**EXERCISE AIM**
Copy the stretch of the IndoWordNet database design below from "IndoWordNet Database Design" through "suggestions for improvements.", word for word.

* start PASSAGE TO READ *

IndoWordNet Database Design

Status: Draft

This document specifies a Database design for maintaining the IndoWordNet data, and requests discussion and suggestions for improvements.

Abstract:

The IndoWordNet is a multilingual WordNet which links WordNets of different Indian languages on a common identification number (id). A WordNet is a crucial resource for a language which aids in NLP tasks such as Machine Translation, Information Retrieval etc. A WordNet is designed to capture the vocabulary of a language and can be considered as a dictionary cum thesaurus and much more. WordNet actually maintains the concepts in a language, relations between concepts and their ontological details. The concept in a language is captured as a synset. A synset represents a unique concept is a language. Synset is composed of a. gloss describing the concept b. example sentences c. a set of synonym words that are used for the concept. Besides synset data, a WordNet maintains many lexical and semantic relations. Lexical relations like antonomy are between the words in a language whereas semantic relations are between concepts in a language i.e. synsets. Ontology details for a synset are also maintained in a WordNet.

The proposed database design can be used by all language groups part of the IndoWordNet. This design proposes to maintain the data for a WordNet in three databases. The common data for all languages such as semantic relations and ontology details are maintained in a common database called wordnet_master. The synset data for a language is maintained in a separate database for each language called wordnet_respective_language. Here respective_language is to be replaced by the actual language name like wordnet_konkani, wordnet_ hindi_, wordnet_marathi etc.

Detailed Design:

The WordNet data is maintained in multiple databases mentioned below:

Database 1

Name: wordnet_master

Purpose: To maintain the data shared by all the languages. This database will keep tables which borrow the relations from the source WordNet(HindiWordNet). It will include all ontology related tables and tables for semantic relations.

* end PASSAGE TO READ *
* start SUPPLIED INFORMATION *

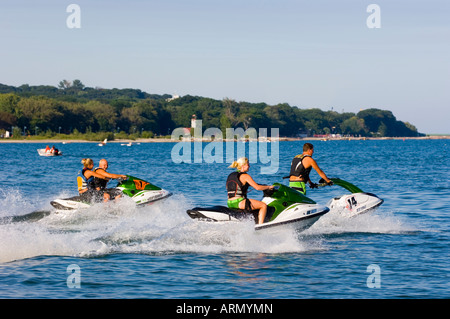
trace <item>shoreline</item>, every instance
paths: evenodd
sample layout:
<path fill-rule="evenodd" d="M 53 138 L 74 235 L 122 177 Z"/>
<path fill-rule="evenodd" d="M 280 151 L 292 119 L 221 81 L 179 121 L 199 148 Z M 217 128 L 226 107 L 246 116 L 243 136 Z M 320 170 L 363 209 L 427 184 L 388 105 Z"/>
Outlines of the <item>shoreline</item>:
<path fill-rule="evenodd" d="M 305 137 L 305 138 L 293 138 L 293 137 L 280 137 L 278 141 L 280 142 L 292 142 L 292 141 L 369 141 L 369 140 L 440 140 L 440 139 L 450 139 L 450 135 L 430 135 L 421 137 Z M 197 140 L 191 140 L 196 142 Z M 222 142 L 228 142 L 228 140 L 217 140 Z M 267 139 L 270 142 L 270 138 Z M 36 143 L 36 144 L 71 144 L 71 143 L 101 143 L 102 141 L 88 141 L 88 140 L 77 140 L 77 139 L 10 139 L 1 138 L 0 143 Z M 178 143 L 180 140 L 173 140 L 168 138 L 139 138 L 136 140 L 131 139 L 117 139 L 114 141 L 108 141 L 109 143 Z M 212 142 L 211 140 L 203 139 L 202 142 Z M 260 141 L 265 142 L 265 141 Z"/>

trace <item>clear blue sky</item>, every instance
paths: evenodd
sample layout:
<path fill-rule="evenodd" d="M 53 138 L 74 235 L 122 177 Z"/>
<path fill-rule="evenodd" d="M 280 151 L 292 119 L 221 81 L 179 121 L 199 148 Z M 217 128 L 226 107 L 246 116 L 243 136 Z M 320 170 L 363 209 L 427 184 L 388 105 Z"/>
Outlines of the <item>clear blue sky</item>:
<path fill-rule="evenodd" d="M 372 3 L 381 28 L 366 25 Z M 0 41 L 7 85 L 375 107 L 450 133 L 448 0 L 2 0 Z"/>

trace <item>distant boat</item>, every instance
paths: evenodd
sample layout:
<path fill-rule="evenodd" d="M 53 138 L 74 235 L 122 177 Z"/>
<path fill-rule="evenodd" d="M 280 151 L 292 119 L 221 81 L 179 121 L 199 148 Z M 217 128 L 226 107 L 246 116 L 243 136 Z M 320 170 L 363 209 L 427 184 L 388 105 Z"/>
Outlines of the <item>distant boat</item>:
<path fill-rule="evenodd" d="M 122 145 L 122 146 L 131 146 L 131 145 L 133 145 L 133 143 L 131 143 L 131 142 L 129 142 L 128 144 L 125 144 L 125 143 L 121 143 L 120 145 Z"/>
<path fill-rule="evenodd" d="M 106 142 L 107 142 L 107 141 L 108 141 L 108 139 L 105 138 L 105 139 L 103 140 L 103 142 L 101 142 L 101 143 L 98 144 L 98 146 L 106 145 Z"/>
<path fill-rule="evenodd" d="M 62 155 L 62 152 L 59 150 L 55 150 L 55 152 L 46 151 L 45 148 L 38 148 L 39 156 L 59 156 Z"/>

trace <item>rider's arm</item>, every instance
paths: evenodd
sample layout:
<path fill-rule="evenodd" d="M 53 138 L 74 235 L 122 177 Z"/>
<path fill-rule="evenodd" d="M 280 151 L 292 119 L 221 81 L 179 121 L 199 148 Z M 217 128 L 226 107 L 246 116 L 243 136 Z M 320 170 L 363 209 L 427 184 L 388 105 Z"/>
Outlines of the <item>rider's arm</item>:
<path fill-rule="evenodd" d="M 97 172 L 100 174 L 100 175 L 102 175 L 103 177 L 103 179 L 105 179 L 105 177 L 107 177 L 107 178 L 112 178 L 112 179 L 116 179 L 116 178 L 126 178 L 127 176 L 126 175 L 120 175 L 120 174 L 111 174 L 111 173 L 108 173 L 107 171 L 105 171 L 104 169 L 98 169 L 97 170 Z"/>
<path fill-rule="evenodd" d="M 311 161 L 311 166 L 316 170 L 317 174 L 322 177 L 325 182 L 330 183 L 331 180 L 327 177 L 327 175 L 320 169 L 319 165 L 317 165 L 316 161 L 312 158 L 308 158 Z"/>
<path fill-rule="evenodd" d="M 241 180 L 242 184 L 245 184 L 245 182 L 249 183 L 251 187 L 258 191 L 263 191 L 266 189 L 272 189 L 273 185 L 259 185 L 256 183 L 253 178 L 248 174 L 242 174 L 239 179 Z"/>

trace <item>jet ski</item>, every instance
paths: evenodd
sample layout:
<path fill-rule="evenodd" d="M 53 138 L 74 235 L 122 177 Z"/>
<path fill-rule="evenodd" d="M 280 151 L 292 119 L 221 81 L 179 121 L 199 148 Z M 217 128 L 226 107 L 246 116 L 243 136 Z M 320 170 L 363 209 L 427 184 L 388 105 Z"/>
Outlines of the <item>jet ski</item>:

* end SUPPLIED INFORMATION *

**TASK OUTPUT**
IndoWordNet Database Design

Status: Draft

This document specifies a Database design for maintaining the IndoWordNet data, and requests discussion and suggestions for improvements.